* TASK TO CARRY OUT: No picture belongs in the answer, which must hold exactly the lines from the one with "# indicate the" through the final line below.

======

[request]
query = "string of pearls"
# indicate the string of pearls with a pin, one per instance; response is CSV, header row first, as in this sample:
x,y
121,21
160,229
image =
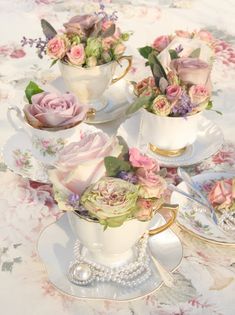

======

* EXERCISE RESULT:
# indicate the string of pearls with a pin, one per instance; response is CSV, header row first, as in this sample:
x,y
121,21
160,229
image =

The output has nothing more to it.